WHAT THE TASK REQUIRES:
Reproduce the records in full. Alter nothing.

INFORMATION PROVIDED:
=== Section Start ===

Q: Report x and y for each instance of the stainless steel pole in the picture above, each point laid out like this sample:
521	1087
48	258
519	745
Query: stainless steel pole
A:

=== Section End ===

RESPONSE AREA:
Q: Report x and y for each instance of the stainless steel pole in the picture above, each point laid out like this sample:
521	1087
48	258
519	745
Query: stainless steel pole
A:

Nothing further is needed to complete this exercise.